# START OF Document segment
My brother-in-law married his beautiful and fabulous fiancee this past weekend in New Jersey. Not only is she his new wife, but she's also a very close friend of mine. What intially brought us together, I believe, was the sheer fact that yet another M brother found true love in a yet another North Jersey girl. (And if you think that's funny, wait until 2012 when the youngest M brother marries one of my most favorite people in the whole wide world, yes, you guessed it, his North Jersey fiancee).
Wait, it gets better.
Not only are the three of us women all from North Jersey, but we all grew up within 10 miles of each other and two of us even attended the same all-girl Catholic high school. Now if that isn't fate, I don't know what is. Just some more proof that great things really do come out of New Jersey. (I may or may not have done a little fist pump after typing that sentence).
# END OF Document segment
# START OF Dataset content
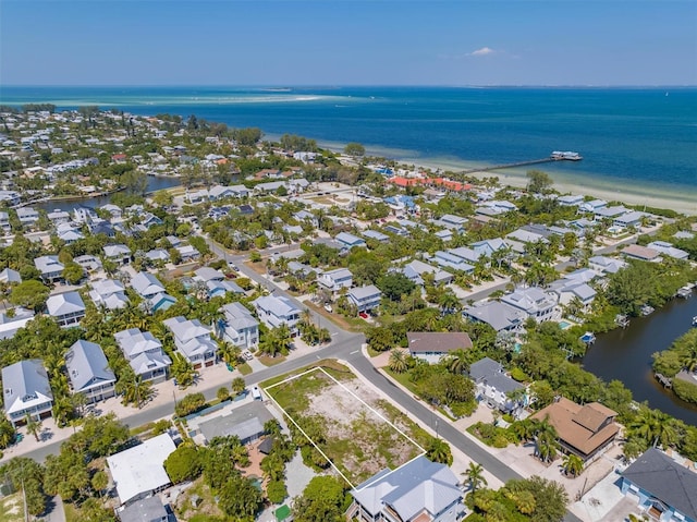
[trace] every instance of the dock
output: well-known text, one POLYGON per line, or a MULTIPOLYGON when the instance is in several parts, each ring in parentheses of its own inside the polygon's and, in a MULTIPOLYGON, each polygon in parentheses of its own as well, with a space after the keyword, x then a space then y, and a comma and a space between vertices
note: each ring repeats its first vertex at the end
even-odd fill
# END OF Dataset content
_Actions to take_.
a – In the wedding post, within how many miles of each other did the three women grow up?
b – Copy the part of the wedding post starting at "My brother-in-law married" and ending at "it gets better.".
c – List every number in the wedding post, whether written in digits or in words.

_Answers for the exercise_.
a – Within 10 miles of each other.

b –
My brother-in-law married his beautiful and fabulous fiancee this past weekend in New Jersey. Not only is she his new wife, but she's also a very close friend of mine. What intially brought us together, I believe, was the sheer fact that yet another M brother found true love in a yet another North Jersey girl. (And if you think that's funny, wait until 2012 when the youngest M brother marries one of my most favorite people in the whole wide world, yes, you guessed it, his North Jersey fiancee).
Wait, it gets better.

c –
2012
one
three
10
two